>>>
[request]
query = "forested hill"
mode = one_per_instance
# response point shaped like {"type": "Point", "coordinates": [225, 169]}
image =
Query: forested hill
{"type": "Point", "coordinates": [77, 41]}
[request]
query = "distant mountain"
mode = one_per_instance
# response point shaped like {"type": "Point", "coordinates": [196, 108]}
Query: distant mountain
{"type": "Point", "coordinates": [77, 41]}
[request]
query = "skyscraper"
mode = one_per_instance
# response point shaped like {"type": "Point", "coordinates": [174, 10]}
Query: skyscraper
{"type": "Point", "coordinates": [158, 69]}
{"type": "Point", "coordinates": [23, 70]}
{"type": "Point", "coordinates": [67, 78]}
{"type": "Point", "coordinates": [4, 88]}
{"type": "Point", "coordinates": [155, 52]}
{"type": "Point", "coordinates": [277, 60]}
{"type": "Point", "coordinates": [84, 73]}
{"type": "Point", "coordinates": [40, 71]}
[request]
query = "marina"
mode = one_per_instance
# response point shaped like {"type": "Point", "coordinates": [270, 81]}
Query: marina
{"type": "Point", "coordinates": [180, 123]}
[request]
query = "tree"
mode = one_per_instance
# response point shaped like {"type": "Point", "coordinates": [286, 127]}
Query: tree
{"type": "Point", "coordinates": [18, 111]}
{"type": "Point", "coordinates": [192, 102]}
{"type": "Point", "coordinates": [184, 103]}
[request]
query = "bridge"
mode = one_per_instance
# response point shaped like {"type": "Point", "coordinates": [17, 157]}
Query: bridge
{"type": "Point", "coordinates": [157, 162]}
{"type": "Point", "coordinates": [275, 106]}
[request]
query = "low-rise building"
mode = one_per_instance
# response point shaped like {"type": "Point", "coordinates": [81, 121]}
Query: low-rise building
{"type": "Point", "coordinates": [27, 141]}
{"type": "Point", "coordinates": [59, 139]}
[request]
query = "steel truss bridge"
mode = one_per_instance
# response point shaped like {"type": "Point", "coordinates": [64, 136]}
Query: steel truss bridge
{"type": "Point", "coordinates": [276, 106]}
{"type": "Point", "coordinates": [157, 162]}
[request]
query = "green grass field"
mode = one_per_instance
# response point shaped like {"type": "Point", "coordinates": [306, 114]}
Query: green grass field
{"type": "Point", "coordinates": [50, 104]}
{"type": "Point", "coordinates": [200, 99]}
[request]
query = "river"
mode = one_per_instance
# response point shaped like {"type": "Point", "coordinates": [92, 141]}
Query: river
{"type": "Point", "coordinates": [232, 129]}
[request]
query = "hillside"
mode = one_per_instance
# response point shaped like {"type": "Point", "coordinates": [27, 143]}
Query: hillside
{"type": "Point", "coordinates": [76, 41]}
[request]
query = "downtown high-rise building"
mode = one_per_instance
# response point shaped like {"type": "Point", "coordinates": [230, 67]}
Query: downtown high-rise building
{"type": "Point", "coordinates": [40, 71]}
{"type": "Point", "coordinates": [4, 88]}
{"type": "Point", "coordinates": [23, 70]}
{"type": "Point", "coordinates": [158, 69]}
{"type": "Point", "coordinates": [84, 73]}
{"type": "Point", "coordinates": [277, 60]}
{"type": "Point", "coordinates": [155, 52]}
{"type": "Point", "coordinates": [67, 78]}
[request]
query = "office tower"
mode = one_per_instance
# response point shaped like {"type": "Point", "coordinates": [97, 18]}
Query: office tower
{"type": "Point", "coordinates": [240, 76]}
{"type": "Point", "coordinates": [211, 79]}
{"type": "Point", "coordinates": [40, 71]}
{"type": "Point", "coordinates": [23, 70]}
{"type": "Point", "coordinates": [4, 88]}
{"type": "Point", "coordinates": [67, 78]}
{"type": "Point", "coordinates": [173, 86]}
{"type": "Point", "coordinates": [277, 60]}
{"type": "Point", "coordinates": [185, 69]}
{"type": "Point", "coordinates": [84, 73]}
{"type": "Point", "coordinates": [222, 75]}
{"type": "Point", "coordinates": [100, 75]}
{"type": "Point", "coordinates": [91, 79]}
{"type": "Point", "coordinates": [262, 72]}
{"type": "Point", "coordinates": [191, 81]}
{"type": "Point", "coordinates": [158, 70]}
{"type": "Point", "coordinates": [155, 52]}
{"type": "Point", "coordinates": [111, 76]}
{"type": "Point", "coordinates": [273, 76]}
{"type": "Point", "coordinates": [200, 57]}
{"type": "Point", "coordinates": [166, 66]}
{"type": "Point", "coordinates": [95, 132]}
<<<
What needs to be done: Retype the records in full. Keep every line identical to the original.

Written solution:
[request]
query = "forested hill"
mode = one_per_instance
# response point shaped like {"type": "Point", "coordinates": [225, 169]}
image =
Query: forested hill
{"type": "Point", "coordinates": [77, 41]}
[request]
query = "distant mountain"
mode = one_per_instance
# response point shaped like {"type": "Point", "coordinates": [196, 108]}
Query: distant mountain
{"type": "Point", "coordinates": [77, 41]}
[request]
query = "skyscraper"
mode = one_per_instance
# response point shaped like {"type": "Point", "coordinates": [174, 10]}
Query: skyscraper
{"type": "Point", "coordinates": [158, 69]}
{"type": "Point", "coordinates": [23, 70]}
{"type": "Point", "coordinates": [67, 78]}
{"type": "Point", "coordinates": [4, 88]}
{"type": "Point", "coordinates": [155, 52]}
{"type": "Point", "coordinates": [277, 60]}
{"type": "Point", "coordinates": [84, 73]}
{"type": "Point", "coordinates": [40, 71]}
[request]
query = "marina"
mode = one_per_instance
# response point shaped like {"type": "Point", "coordinates": [270, 81]}
Query: marina
{"type": "Point", "coordinates": [180, 123]}
[request]
query = "tree"
mode = one_per_instance
# response point shaped like {"type": "Point", "coordinates": [286, 127]}
Query: tree
{"type": "Point", "coordinates": [18, 111]}
{"type": "Point", "coordinates": [192, 102]}
{"type": "Point", "coordinates": [184, 103]}
[request]
query = "bridge"
mode = one_per_instance
# response point shaped like {"type": "Point", "coordinates": [17, 157]}
Query: bridge
{"type": "Point", "coordinates": [157, 162]}
{"type": "Point", "coordinates": [275, 106]}
[request]
query = "low-rise building"
mode = one_per_instance
# response point shaped like {"type": "Point", "coordinates": [81, 121]}
Query: low-rise building
{"type": "Point", "coordinates": [27, 141]}
{"type": "Point", "coordinates": [59, 139]}
[request]
query = "steel truss bridge"
mode = one_per_instance
# response point shaped like {"type": "Point", "coordinates": [64, 136]}
Query: steel truss bridge
{"type": "Point", "coordinates": [276, 106]}
{"type": "Point", "coordinates": [157, 162]}
[request]
query = "green grass field"
mode = one_per_instance
# response point shaped like {"type": "Point", "coordinates": [306, 114]}
Query: green grass field
{"type": "Point", "coordinates": [50, 104]}
{"type": "Point", "coordinates": [200, 99]}
[request]
query = "river"
mode = one_per_instance
# response point shaped like {"type": "Point", "coordinates": [92, 141]}
Query: river
{"type": "Point", "coordinates": [232, 129]}
[request]
query = "hillside"
mode = one_per_instance
# response point shaped like {"type": "Point", "coordinates": [27, 143]}
Query: hillside
{"type": "Point", "coordinates": [76, 41]}
[request]
query = "downtown high-rise building"
mode = one_per_instance
# response point shaped like {"type": "Point", "coordinates": [230, 67]}
Query: downtown high-rise building
{"type": "Point", "coordinates": [40, 71]}
{"type": "Point", "coordinates": [4, 88]}
{"type": "Point", "coordinates": [23, 70]}
{"type": "Point", "coordinates": [158, 69]}
{"type": "Point", "coordinates": [84, 73]}
{"type": "Point", "coordinates": [277, 60]}
{"type": "Point", "coordinates": [155, 52]}
{"type": "Point", "coordinates": [67, 78]}
[request]
query = "office tower"
mode = one_per_instance
# response point shaped like {"type": "Point", "coordinates": [97, 18]}
Query: office tower
{"type": "Point", "coordinates": [240, 76]}
{"type": "Point", "coordinates": [211, 79]}
{"type": "Point", "coordinates": [40, 71]}
{"type": "Point", "coordinates": [23, 70]}
{"type": "Point", "coordinates": [4, 88]}
{"type": "Point", "coordinates": [67, 78]}
{"type": "Point", "coordinates": [173, 86]}
{"type": "Point", "coordinates": [277, 60]}
{"type": "Point", "coordinates": [185, 69]}
{"type": "Point", "coordinates": [84, 73]}
{"type": "Point", "coordinates": [222, 75]}
{"type": "Point", "coordinates": [100, 75]}
{"type": "Point", "coordinates": [91, 79]}
{"type": "Point", "coordinates": [262, 72]}
{"type": "Point", "coordinates": [191, 81]}
{"type": "Point", "coordinates": [158, 70]}
{"type": "Point", "coordinates": [155, 52]}
{"type": "Point", "coordinates": [111, 76]}
{"type": "Point", "coordinates": [273, 76]}
{"type": "Point", "coordinates": [200, 57]}
{"type": "Point", "coordinates": [166, 66]}
{"type": "Point", "coordinates": [95, 132]}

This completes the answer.